#### TO DO:
Count every line in the records below that contains the string "query". Report that number alone.

#### INFORMATION SHOWN:
= = = = =

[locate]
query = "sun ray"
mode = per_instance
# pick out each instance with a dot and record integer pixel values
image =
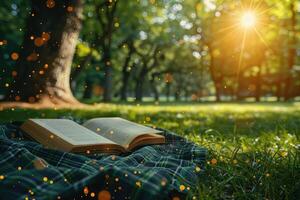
(261, 38)
(228, 27)
(241, 55)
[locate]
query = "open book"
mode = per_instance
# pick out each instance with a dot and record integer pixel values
(108, 135)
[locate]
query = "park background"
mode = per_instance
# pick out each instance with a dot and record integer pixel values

= = = = =

#### RESPONSE BOX:
3